* Task details
Would you repeat the entries below exactly and omit the pictures?

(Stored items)

= = = = = = =

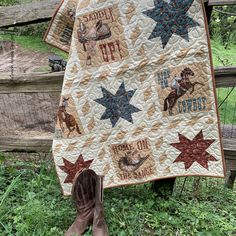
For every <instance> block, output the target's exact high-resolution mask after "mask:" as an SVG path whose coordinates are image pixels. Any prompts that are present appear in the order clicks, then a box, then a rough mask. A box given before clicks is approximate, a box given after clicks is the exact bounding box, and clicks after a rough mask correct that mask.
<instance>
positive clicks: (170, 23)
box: [143, 0, 199, 48]
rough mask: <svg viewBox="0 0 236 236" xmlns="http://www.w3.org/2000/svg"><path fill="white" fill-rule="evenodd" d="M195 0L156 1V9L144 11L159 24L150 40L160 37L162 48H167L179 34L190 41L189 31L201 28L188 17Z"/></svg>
mask: <svg viewBox="0 0 236 236" xmlns="http://www.w3.org/2000/svg"><path fill="white" fill-rule="evenodd" d="M193 1H194V0H170V2H169V3H167V2H166V1H164V0H154V5H155V7H154V8H153V9H150V10H147V11H144V12H143V14H145V15H147V16H148V17H150V18H152V19H153V20H155V21H156V22H157V24H156V26H155V28H154V30H153V31H152V33H151V35H150V36H149V38H148V39H149V40H150V39H153V38H157V37H160V38H161V41H162V46H163V48H165V46H166V45H167V43H168V42H169V40H170V38H171V37H172V35H173V34H177V35H179V36H180V37H182V38H183V39H185V40H186V41H189V36H188V29H189V28H192V27H196V26H199V24H198V23H197V22H196V21H194V20H193V19H192V18H191V17H189V16H188V15H187V12H188V10H189V8H190V7H191V5H192V3H193Z"/></svg>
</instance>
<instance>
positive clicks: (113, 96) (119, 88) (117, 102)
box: [95, 82, 141, 127]
mask: <svg viewBox="0 0 236 236" xmlns="http://www.w3.org/2000/svg"><path fill="white" fill-rule="evenodd" d="M101 89H102V94H103V97H102V98H98V99H95V102H97V103H99V104H101V105H103V106H104V107H106V110H105V112H104V113H103V115H102V117H101V120H106V119H110V121H111V124H112V127H114V126H115V125H116V123H117V122H118V120H119V119H120V118H123V119H125V120H127V121H128V122H130V123H133V118H132V113H135V112H139V111H141V110H140V109H139V108H137V107H135V106H133V105H131V104H130V100H131V98H132V97H133V95H134V93H135V91H136V89H135V90H130V91H126V90H125V84H124V82H122V84H121V85H120V87H119V89H118V90H117V92H116V94H115V95H113V94H112V93H110V92H109V91H107V90H106V89H105V88H103V87H101Z"/></svg>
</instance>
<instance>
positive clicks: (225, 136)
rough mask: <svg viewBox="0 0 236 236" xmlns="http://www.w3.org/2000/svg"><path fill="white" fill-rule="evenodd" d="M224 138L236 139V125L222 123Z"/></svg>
mask: <svg viewBox="0 0 236 236" xmlns="http://www.w3.org/2000/svg"><path fill="white" fill-rule="evenodd" d="M221 131H222V136H223V137H224V138H230V139H236V125H221Z"/></svg>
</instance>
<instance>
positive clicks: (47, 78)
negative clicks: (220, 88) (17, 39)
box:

= = = = = = =

* Problem solution
For every <instance> block, output the target's exact high-resolution mask after "mask:" as an SVG path whose coordinates are image pixels. Any prompts that are present appear in the order clicks, then a box, then a rough mask. A box given before clicks is approximate, a box given after clicks is the exact bounding box, and clicks after a rough mask correct that mask.
<instance>
positive clicks: (170, 23)
box: [143, 0, 199, 48]
rough mask: <svg viewBox="0 0 236 236" xmlns="http://www.w3.org/2000/svg"><path fill="white" fill-rule="evenodd" d="M195 0L156 1V9L144 11L159 24L150 40L160 37L162 48H167L179 34L190 41L189 31L201 28L188 17Z"/></svg>
mask: <svg viewBox="0 0 236 236" xmlns="http://www.w3.org/2000/svg"><path fill="white" fill-rule="evenodd" d="M193 1H194V0H170V2H169V3H167V2H166V1H164V0H154V5H155V7H154V8H153V9H150V10H147V11H144V12H143V14H145V15H147V16H148V17H150V18H152V19H153V20H155V21H156V22H157V24H156V26H155V28H154V30H153V31H152V33H151V35H150V36H149V38H148V39H149V40H150V39H153V38H157V37H160V38H161V41H162V46H163V48H165V46H166V45H167V43H168V42H169V40H170V38H171V37H172V35H173V34H177V35H179V36H180V37H182V38H183V39H185V40H186V41H189V36H188V29H189V28H192V27H196V26H199V24H198V23H197V22H196V21H194V20H193V19H192V18H191V17H189V16H188V15H187V12H188V10H189V8H190V7H191V5H192V3H193Z"/></svg>
</instance>
<instance>
positive clicks: (113, 96) (119, 88) (117, 102)
box: [95, 82, 141, 127]
mask: <svg viewBox="0 0 236 236" xmlns="http://www.w3.org/2000/svg"><path fill="white" fill-rule="evenodd" d="M101 89H102V94H103V97H102V98H98V99H95V102H97V103H99V104H101V105H103V106H104V107H106V110H105V112H104V113H103V115H102V117H101V120H106V119H110V121H111V124H112V127H114V126H115V125H116V123H117V122H118V120H119V119H120V118H123V119H125V120H127V121H128V122H130V123H133V118H132V113H135V112H139V111H141V110H140V109H139V108H137V107H135V106H133V105H131V104H130V100H131V98H132V97H133V95H134V93H135V91H136V89H135V90H130V91H126V90H125V84H124V82H122V84H121V85H120V87H119V89H118V90H117V92H116V94H115V95H113V94H112V93H110V92H109V91H107V90H106V89H105V88H103V87H101Z"/></svg>
</instance>
<instance>
positive clicks: (225, 136)
rough mask: <svg viewBox="0 0 236 236" xmlns="http://www.w3.org/2000/svg"><path fill="white" fill-rule="evenodd" d="M224 138L236 139V125L222 123Z"/></svg>
mask: <svg viewBox="0 0 236 236" xmlns="http://www.w3.org/2000/svg"><path fill="white" fill-rule="evenodd" d="M221 131H222V136H223V137H224V138H230V139H236V125H221Z"/></svg>
</instance>
<instance>
positive clicks: (47, 78)
negative clicks: (220, 88) (17, 39)
box:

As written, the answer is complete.